Would you return the entries below exactly from the line containing "Please identify the dirt" onward, ending with the final line and including it, and nothing else?

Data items
BEGIN

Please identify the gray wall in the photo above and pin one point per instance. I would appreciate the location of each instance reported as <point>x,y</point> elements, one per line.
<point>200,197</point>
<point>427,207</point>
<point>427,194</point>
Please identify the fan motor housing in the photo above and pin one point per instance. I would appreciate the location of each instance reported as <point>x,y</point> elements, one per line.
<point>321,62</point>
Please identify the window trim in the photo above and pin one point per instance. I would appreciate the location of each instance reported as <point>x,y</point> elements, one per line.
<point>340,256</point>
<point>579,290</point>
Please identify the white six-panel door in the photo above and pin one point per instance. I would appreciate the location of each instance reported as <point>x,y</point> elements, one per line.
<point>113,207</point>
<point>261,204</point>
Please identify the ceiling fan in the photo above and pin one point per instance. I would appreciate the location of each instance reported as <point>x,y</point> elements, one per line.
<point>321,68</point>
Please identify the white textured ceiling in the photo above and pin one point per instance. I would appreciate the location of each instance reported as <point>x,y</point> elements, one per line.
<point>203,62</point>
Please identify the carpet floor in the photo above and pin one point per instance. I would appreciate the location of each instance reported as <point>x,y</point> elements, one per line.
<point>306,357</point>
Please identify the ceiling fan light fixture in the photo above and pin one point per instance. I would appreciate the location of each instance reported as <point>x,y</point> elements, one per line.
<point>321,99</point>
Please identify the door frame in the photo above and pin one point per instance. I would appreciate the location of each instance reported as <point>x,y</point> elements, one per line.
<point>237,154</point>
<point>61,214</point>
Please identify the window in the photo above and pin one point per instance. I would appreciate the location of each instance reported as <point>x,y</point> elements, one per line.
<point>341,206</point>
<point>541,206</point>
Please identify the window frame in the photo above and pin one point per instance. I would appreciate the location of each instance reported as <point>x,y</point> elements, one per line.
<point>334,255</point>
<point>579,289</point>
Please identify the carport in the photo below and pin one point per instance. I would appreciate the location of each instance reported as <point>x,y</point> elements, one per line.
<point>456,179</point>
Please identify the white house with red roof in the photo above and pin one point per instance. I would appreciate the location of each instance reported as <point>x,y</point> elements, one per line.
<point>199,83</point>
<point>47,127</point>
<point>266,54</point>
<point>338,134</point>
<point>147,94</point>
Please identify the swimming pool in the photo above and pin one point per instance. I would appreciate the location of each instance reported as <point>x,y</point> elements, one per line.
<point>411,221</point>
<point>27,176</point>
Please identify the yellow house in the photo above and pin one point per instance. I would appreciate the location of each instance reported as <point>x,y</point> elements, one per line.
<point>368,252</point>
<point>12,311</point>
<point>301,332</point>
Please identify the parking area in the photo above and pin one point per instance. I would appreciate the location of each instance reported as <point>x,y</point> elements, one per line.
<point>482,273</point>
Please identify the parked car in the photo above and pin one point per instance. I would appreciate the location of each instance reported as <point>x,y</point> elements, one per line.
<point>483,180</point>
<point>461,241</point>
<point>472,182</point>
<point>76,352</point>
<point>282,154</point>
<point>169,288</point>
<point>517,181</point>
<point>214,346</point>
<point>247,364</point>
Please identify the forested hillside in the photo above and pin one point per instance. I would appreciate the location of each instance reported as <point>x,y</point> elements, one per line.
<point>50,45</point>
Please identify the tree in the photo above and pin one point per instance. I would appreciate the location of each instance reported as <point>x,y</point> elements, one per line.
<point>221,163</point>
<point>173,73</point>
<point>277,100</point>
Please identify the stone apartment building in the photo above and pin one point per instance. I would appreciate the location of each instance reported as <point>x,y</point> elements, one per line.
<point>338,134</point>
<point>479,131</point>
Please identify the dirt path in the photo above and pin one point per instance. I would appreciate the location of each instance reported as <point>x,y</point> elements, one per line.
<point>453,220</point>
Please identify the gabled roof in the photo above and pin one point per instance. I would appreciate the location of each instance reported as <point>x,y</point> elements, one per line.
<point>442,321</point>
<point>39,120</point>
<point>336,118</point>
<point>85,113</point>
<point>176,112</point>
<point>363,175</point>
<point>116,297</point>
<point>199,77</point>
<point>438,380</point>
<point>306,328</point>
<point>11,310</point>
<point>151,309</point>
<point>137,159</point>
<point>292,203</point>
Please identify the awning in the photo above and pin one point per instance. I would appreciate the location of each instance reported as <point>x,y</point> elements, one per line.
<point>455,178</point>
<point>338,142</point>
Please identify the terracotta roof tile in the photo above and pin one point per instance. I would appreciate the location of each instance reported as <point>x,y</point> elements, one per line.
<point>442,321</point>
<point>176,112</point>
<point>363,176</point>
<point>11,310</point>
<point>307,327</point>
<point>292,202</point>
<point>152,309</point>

END

# SOLUTION TO THIS TASK:
Please identify the dirt path in the photo above and pin one point per instance. I would appreciate the location of each instance reported as <point>x,y</point> elements, one per line.
<point>453,220</point>
Please identify the gabled roof in the photo above and pin one point per instance. I would appreciate the location of each instance reported as <point>x,y</point> elements, one per line.
<point>442,321</point>
<point>39,120</point>
<point>336,118</point>
<point>85,113</point>
<point>176,112</point>
<point>363,175</point>
<point>116,297</point>
<point>199,77</point>
<point>438,380</point>
<point>306,328</point>
<point>11,310</point>
<point>151,309</point>
<point>137,159</point>
<point>292,203</point>
Please identify the awning in the photo above and pin one point per instance. I would appreciate the location of each instance reported as <point>x,y</point> elements, one per line.
<point>455,178</point>
<point>338,142</point>
Please identify the terracotta roof tile in the photo above and pin one point per instance. I would appreciate the location of each instance reported as <point>x,y</point> elements, one per line.
<point>442,321</point>
<point>176,112</point>
<point>363,176</point>
<point>11,310</point>
<point>307,327</point>
<point>292,202</point>
<point>152,309</point>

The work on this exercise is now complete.